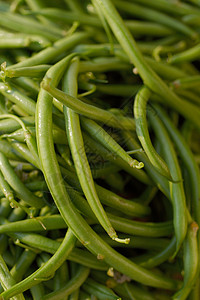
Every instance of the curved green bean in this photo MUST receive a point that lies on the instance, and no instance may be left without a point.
(45, 271)
(176, 189)
(99, 134)
(140, 104)
(71, 286)
(17, 185)
(79, 156)
(71, 216)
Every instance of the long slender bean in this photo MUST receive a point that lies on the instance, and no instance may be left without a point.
(72, 218)
(71, 286)
(150, 78)
(47, 55)
(17, 185)
(103, 137)
(176, 189)
(46, 271)
(143, 135)
(88, 110)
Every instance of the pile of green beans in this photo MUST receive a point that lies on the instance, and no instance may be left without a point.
(99, 150)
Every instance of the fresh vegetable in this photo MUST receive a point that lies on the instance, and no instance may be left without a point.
(99, 149)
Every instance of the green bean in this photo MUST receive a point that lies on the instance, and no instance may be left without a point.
(74, 295)
(160, 257)
(190, 262)
(71, 286)
(188, 95)
(18, 135)
(5, 188)
(143, 135)
(8, 125)
(153, 15)
(136, 27)
(107, 197)
(5, 207)
(20, 40)
(28, 25)
(104, 138)
(34, 224)
(161, 182)
(176, 189)
(79, 156)
(37, 5)
(105, 154)
(171, 7)
(65, 153)
(28, 137)
(38, 242)
(37, 291)
(190, 54)
(33, 72)
(103, 64)
(166, 71)
(47, 270)
(88, 110)
(24, 152)
(28, 84)
(7, 281)
(17, 214)
(22, 264)
(46, 56)
(61, 276)
(100, 291)
(71, 216)
(188, 159)
(149, 77)
(18, 98)
(187, 82)
(17, 185)
(121, 288)
(14, 42)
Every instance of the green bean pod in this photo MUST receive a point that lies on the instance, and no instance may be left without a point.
(100, 291)
(88, 110)
(79, 156)
(176, 189)
(190, 262)
(140, 103)
(17, 185)
(45, 271)
(99, 134)
(71, 216)
(71, 286)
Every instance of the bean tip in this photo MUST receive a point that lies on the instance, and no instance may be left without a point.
(122, 241)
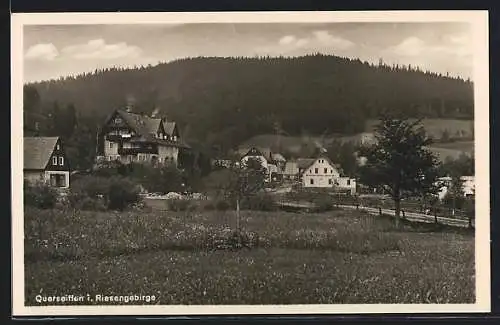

-.-.-

**REQUIREMENT:** Please tally how many lines in the items above contain the word "long" and reply with only that number.

**IN RESPONSE:** 1